**Data provided**
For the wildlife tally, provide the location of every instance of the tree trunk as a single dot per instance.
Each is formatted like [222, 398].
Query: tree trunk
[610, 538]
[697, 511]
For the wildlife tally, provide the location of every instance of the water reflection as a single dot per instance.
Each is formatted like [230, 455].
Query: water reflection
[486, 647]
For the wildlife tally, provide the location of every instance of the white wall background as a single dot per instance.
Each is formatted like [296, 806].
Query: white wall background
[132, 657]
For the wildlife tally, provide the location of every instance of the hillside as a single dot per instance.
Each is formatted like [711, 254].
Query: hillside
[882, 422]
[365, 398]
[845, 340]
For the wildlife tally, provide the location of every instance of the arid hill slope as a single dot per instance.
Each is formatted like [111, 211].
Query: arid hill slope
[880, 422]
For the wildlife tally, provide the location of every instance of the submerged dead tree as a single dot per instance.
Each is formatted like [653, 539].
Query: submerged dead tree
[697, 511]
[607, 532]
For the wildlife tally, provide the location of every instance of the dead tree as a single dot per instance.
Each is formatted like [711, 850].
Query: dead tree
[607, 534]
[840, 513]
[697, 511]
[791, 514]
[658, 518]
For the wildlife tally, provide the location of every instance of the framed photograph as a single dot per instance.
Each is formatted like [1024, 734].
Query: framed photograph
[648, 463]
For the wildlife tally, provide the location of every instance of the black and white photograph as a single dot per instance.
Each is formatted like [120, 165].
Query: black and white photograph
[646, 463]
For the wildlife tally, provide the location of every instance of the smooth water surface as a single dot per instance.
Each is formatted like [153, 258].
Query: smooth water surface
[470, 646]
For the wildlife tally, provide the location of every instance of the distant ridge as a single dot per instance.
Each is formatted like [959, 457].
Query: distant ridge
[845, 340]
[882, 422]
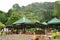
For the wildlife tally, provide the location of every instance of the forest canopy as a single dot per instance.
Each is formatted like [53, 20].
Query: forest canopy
[35, 11]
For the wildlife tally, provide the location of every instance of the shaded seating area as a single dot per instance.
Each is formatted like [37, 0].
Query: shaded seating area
[26, 26]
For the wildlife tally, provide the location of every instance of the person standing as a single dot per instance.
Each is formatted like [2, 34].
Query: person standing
[54, 33]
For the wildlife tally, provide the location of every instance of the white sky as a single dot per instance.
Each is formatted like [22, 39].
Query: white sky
[5, 5]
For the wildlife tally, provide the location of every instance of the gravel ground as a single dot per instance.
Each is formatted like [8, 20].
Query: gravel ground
[16, 37]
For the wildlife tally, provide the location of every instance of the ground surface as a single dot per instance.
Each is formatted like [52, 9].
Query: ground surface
[18, 37]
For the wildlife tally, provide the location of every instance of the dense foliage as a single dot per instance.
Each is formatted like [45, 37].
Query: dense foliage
[35, 11]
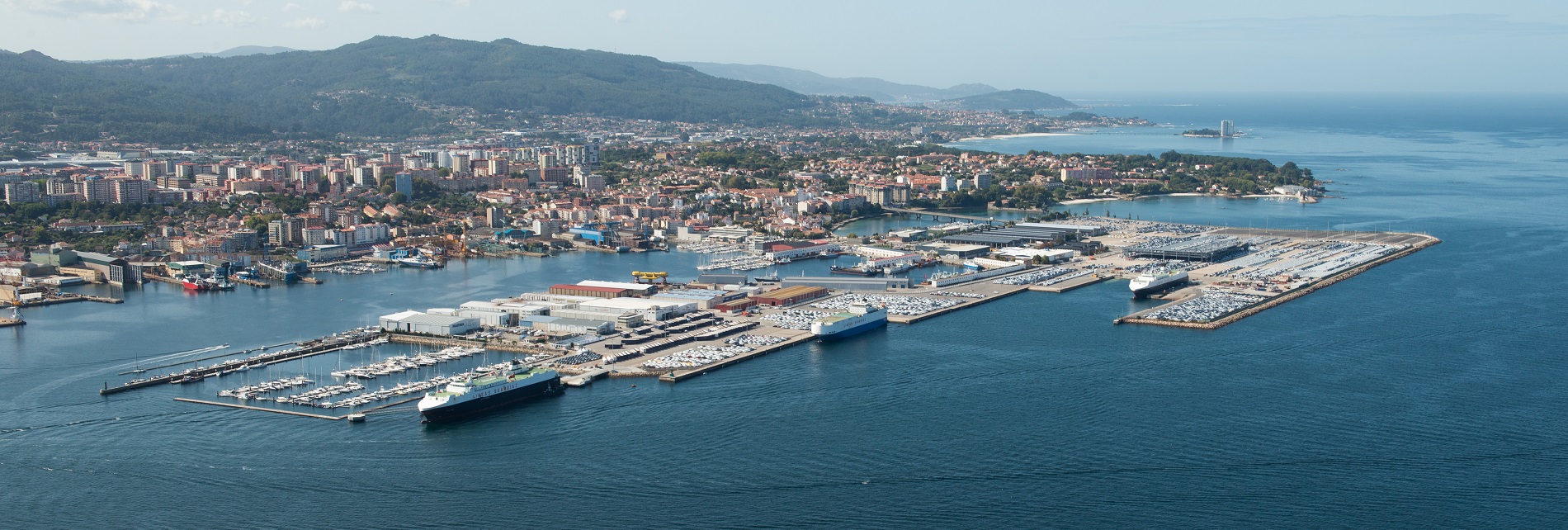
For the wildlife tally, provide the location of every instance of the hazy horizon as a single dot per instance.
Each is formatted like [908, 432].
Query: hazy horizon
[1462, 47]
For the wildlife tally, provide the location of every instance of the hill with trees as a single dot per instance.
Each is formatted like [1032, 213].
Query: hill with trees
[383, 87]
[808, 82]
[1013, 99]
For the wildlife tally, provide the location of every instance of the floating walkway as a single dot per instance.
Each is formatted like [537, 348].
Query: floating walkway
[261, 361]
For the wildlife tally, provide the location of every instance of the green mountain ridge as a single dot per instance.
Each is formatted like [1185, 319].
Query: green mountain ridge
[1013, 99]
[383, 87]
[808, 82]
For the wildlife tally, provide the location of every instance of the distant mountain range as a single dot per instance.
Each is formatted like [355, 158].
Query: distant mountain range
[242, 50]
[1015, 99]
[383, 87]
[808, 82]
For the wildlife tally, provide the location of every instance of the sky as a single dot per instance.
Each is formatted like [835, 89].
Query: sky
[1073, 49]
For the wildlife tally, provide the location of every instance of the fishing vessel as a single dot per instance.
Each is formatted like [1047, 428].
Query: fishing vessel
[855, 320]
[503, 386]
[1158, 281]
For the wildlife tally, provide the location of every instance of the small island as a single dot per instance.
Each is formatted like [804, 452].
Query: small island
[1226, 130]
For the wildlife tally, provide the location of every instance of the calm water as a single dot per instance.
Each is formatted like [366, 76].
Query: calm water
[1426, 392]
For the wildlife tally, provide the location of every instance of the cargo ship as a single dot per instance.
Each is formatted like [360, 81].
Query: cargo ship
[1158, 281]
[505, 386]
[858, 319]
[897, 268]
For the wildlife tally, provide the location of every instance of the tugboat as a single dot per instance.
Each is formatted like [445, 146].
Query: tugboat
[193, 282]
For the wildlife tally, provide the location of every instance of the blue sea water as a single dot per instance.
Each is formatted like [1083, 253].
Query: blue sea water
[1427, 392]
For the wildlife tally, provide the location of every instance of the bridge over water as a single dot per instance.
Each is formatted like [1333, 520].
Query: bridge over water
[942, 215]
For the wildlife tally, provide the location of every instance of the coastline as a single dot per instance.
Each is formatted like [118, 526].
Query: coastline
[1178, 195]
[1019, 135]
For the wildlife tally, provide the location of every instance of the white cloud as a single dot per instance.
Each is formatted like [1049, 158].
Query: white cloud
[109, 10]
[224, 17]
[306, 24]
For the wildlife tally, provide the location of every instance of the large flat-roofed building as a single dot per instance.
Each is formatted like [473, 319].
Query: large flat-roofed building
[1079, 230]
[985, 240]
[115, 270]
[324, 253]
[705, 298]
[792, 249]
[590, 291]
[571, 325]
[635, 289]
[425, 324]
[723, 280]
[653, 310]
[956, 249]
[1198, 248]
[791, 296]
[846, 282]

**Task brief**
Every line above should be returned exactly; the pictures stay out.

**The response**
For the wildlife tally, provide the location of every instance of the tree trunk as a single dot per instance.
Each is formatted like [222, 398].
Query: tree trunk
[610, 538]
[697, 511]
For the wildlife tally, provide the location of every instance of the water reflection as a single dot per instance.
Each is formatted like [230, 455].
Query: water reflection
[486, 647]
For the wildlife tally, provide the location of every instance of the white wall background as a single dot per instance.
Each is formatted like [296, 806].
Query: white wall background
[132, 657]
For the wildlife tally, provide the location of every instance of the hillside as a single dot per instance.
Each is formatted like [711, 254].
Query: hillside
[882, 422]
[365, 398]
[845, 340]
For the wildlife tally, provide the location of every instance of the arid hill slope as a single dot per instance.
Each is formatted like [111, 211].
Query: arid hill slope
[880, 422]
For the wildlife tally, provide the location of every instance of the submerged dead tree as a single dot per instance.
Each is formatted like [653, 539].
Query: submerged dead tree
[697, 511]
[607, 532]
For the wildlife tally, provide the location of every instance of the dead tree as a single dot per instance.
Each is formatted like [711, 850].
Query: dead tree
[607, 534]
[840, 513]
[697, 511]
[791, 514]
[658, 518]
For the wildlife tally, provide the location of every instance of the framed photograph as a single dot per instance.
Each is formatted like [1024, 734].
Query: framed photograph
[648, 463]
For the wildlife tally, provide the location of every instance of the black and white photograph as a single dot per instance.
Each is formatted like [120, 165].
Query: black and white photograph
[646, 463]
For the wildlife tally, provide the location of every instance of the smooth water surface as a single dot per instance.
Each is formatted like [153, 258].
Query: smooth water surface
[470, 646]
For the wildlife tally, provide the location of every instance of the distant ridge as a single dot per instance.
Each is formatted like [959, 457].
Query: distant ridge
[845, 340]
[882, 422]
For the wildlife tally, provide the location of every instance of the forest canopy as a single dot per instance.
Each is formatted like [53, 20].
Query: forest canopy
[35, 11]
For the wildlife tally, provide the location of every instance of the shaded seating area as a single dot per instance.
Each is formatted like [37, 0].
Query: shaded seating area
[26, 26]
For the wildlife tally, provide the location of every instance of the person standing as a single dot per instance.
Each is formatted like [2, 34].
Query: person standing
[54, 33]
For the wildlife tally, provide the location of every instance of the white sky as a single dot per instance.
Each is formatted like [22, 39].
Query: white sky
[5, 5]
For the wildlife tally, provide the location of every instance of the gravel ground as a single dot per instance.
Each is formatted like [8, 20].
Query: gravel ground
[16, 37]
For the wildlife tally, provide the location of every instance of the ground surface as a single dot per instance.
Each is formatted like [52, 9].
Query: ground surface
[18, 37]
For the wildlife tally, provide the location of every instance of the dense foliage as a single dot per instance.
Each is formatted like [45, 37].
Query: dense foliage
[35, 11]
For the wildlife tally, provide the location of every instance of the hazy horizon as a single dot per instance.
Each is formatted like [908, 432].
Query: hazy horizon
[1462, 47]
For the wildlife tally, provide the location of every instance of the hill with trees as a single dot per instance.
Each is formatted like [1032, 213].
Query: hill with trees
[383, 87]
[808, 82]
[1013, 99]
For the wildlife tally, provide the location of every instance of the floating walkway as a single dot per instance.
Each is formatted like [537, 348].
Query: floating walkway
[261, 361]
For the wildlife tally, provide the location of every instance of the green mountain ridge as a single dot per instance.
Each is formatted like [1185, 319].
Query: green mountain ridge
[1013, 99]
[383, 87]
[808, 82]
For the wildlife tally, provide the location of every instance of the distant mountain range as a single dot per instance.
Each is formatted like [355, 158].
Query: distant mountain range
[242, 50]
[1015, 99]
[383, 87]
[808, 82]
For the wildlife tally, provide the location of every instance of the sky as a single dot per instance.
Each is formatted like [835, 89].
Query: sky
[1073, 49]
For the wildlife tally, provide the location of every instance of the fishing vessel as a single dot per instance.
Each is formatted like [1047, 428].
Query: fishing vessel
[855, 320]
[503, 386]
[1158, 281]
For the wildlife tally, provide the location of every instance of the small island as a single dot per instance.
Each is formatted like [804, 452].
Query: small island
[1226, 130]
For the wildlife tally, provide the location of every instance of the calm water as a single dot per instance.
Each is formatted like [366, 76].
Query: calm water
[1426, 392]
For the wildlife tally, provide the location of every instance of the cargo ship as a single dot per instance.
Each is formatted like [360, 81].
Query: cargo ship
[1158, 281]
[505, 386]
[858, 319]
[897, 268]
For the wildlife tally, provide the location of every instance of the tugboat as a single dot per instance.
Each is formatted like [445, 146].
Query: tugboat
[193, 282]
For the wildlife tally, provide the location of every instance of the blue sea water as a single dot per instance.
Each is formatted like [1083, 253].
Query: blue sea water
[1427, 392]
For the wildlife tally, provide the location of every instance of the bridge over water as a single dot per instance.
Each is formatted like [1333, 520].
Query: bridge over water
[942, 215]
For the wildlife tally, provide the location of every instance of the coastline as a single dot per instance.
Each is formatted like [118, 526].
Query: coastline
[1178, 195]
[1019, 135]
For the wildlife tally, provide the location of every instance of the white cloud as a single dot per instance.
Each is formatted like [1049, 158].
Query: white cloud
[109, 10]
[224, 17]
[306, 24]
For the wildlife tally, provide the location of every instance of the large flat-roofed building as a single dot per instance.
Each is formatted like [473, 319].
Query: large flat-roofed building
[1079, 230]
[985, 240]
[115, 270]
[324, 253]
[705, 298]
[792, 249]
[590, 291]
[571, 325]
[635, 289]
[425, 324]
[723, 280]
[653, 310]
[956, 249]
[1198, 248]
[791, 296]
[846, 282]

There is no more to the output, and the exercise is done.